▶ [Challenge a]: From the reputation newsletter, extract the passage between "Why should you" and "friendship and growth.", inclusive.

▶ [Document text]:
—————
Speaker- Trainer- Consultant

 Monday Motivation

March 4, 2013Issue No. 121
Greetings!
 

Have you ever done something you regret at work? Have you said something in a moment of anger, have you behaved poorly at a meeting or social function? Has your personal life been less than exemplary? So, what are the top 10 ways to ruin your reputation at work and how do you possibly gain it back?  A great question for this week's newsletter!

 

Respectfully,

 

Diane

 

P.S.  Please share your thoughts about this email or send future topic ideas to diane@dianeamundson.com  

 

 

10 Ways To Ruin Your Reputation At Work

 


"The way to gain a good reputation is to endeavor to be what you desire to appear."


Socrates

 

I was once told by a mentor to hold tightly to your reputation because it is really the only thing you have control over. So what makes up a person's reputation? I believe your reputation is how others see you. Webster's dictionary defines it as the estimation in which a thing or person is held especially by the community or the public generally.

  

Why should you care about how others perceive you? When your reputation is solid and healthy, you are given opportunities to grow, learn and prosper by your peers and work community. Your co-workers and superiors want to be with you and through these connections you gain ways to develop and grow personally, professionally, spiritually and financially. When your reputation is poor, many opportunities are given to others and you lose out on the chance for friendship and growth.
—————
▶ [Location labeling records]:
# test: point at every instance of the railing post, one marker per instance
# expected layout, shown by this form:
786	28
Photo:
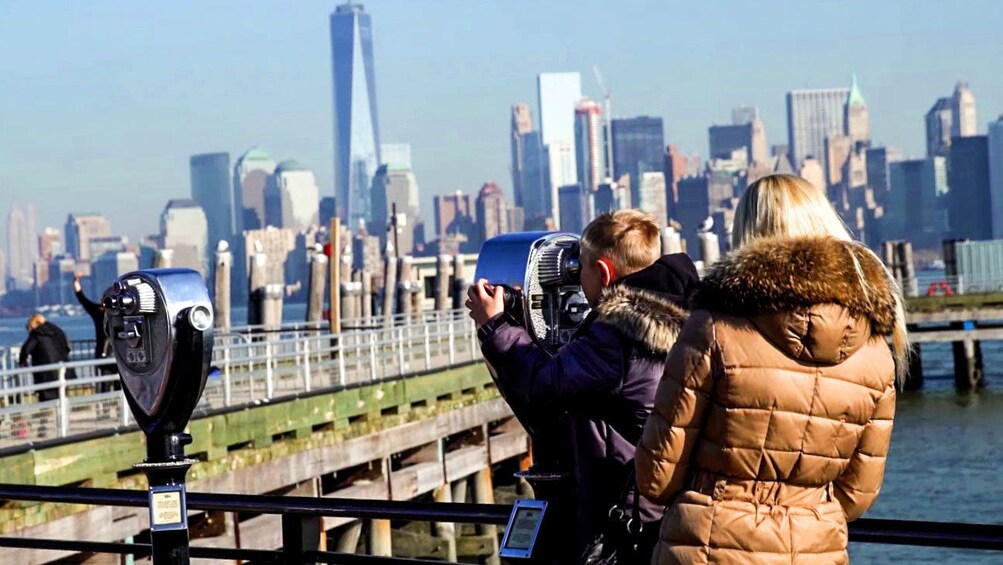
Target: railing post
428	347
269	367
372	355
124	408
400	350
342	351
63	404
452	343
306	364
300	535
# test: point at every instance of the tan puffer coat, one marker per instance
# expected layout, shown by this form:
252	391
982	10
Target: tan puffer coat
772	420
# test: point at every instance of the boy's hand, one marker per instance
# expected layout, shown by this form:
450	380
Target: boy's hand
484	301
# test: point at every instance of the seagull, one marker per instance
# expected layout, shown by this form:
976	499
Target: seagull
706	225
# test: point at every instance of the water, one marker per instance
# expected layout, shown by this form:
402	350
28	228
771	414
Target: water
946	460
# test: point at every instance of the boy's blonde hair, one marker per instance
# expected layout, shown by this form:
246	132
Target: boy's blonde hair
628	238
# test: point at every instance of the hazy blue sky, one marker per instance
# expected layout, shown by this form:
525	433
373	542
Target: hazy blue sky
103	101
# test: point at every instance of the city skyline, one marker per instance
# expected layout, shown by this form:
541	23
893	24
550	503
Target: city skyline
469	144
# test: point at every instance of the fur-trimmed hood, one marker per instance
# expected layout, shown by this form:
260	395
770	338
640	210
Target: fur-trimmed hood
819	297
642	316
647	306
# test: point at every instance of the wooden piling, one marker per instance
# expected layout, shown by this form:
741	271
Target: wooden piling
389	289
367	296
442	298
483	493
445	530
968	366
379	538
315	292
163	258
257	280
914	376
671	241
710	250
459	283
348	538
223	277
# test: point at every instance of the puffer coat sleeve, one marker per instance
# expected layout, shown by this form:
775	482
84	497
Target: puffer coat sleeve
858	487
666	448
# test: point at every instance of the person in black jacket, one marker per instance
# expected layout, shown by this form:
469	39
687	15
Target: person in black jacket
102	348
46	344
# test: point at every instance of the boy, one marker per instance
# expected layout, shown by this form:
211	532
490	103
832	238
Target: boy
604	380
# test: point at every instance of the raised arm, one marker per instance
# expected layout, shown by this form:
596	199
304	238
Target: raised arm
858	487
666	447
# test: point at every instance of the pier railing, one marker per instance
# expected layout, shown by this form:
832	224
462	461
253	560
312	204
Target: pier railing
251	364
301	531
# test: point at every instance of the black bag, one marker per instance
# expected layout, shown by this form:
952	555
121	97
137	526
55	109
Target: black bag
622	541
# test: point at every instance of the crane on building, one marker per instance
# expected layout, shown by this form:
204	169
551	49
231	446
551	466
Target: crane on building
607	109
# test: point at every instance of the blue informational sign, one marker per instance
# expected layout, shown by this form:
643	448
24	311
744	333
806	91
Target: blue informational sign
523	529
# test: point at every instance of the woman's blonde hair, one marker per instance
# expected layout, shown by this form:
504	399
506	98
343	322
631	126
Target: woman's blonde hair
784	206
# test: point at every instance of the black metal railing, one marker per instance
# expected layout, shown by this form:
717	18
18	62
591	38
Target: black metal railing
299	515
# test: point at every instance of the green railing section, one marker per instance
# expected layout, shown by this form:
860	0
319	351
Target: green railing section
241	438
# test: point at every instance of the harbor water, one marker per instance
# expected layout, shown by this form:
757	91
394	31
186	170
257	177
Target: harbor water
946	461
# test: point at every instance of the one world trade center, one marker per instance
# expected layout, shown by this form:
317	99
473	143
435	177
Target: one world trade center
356	126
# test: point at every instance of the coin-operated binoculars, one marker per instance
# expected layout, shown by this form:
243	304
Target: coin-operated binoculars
540	273
159	322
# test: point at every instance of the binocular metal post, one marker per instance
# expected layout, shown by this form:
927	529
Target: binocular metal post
165	468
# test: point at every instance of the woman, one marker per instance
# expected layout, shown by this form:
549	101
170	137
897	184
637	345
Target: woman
46	344
772	420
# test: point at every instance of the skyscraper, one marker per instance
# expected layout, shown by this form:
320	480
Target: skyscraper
80	229
522	123
939	119
812	115
454	216
573	209
969	202
492	212
559	94
638	144
996	175
185	231
949	117
856	115
653	197
963	119
356	122
395	185
251	173
292	199
913	210
21	248
588	145
398	155
535	183
213	190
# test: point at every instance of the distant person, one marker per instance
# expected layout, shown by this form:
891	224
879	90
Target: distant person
772	421
102	346
46	344
604	379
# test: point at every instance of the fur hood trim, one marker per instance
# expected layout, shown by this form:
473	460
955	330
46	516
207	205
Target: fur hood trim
791	274
642	315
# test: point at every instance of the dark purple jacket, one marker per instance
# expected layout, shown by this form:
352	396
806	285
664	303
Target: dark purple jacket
604	380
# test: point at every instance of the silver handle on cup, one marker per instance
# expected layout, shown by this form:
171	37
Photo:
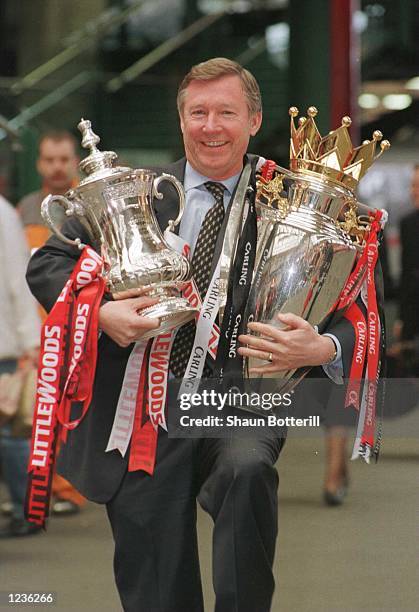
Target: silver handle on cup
71	207
179	188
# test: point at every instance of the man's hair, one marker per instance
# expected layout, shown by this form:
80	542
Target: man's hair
219	67
59	136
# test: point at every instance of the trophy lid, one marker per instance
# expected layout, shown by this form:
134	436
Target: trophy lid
99	164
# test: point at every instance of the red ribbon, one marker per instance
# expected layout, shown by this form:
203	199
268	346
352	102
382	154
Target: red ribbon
63	375
356	317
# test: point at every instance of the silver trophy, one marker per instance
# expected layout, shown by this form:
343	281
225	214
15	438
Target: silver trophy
114	204
310	232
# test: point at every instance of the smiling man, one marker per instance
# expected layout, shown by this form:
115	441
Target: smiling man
153	516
—————
▶ [Challenge b]: Count the lines in the records that contain the string "trophy", and reply with only that number.

▶ [Exercise response a]:
Why should you care about how others perceive you? When your reputation is solid and healthy, you are given opportunities to grow, learn and prosper by your peers and work community. Your co-workers and superiors want to be with you and through these connections you gain ways to develop and grow personally, professionally, spiritually and financially. When your reputation is poor, many opportunities are given to others and you lose out on the chance for friendship and growth.

▶ [Exercise response b]: 4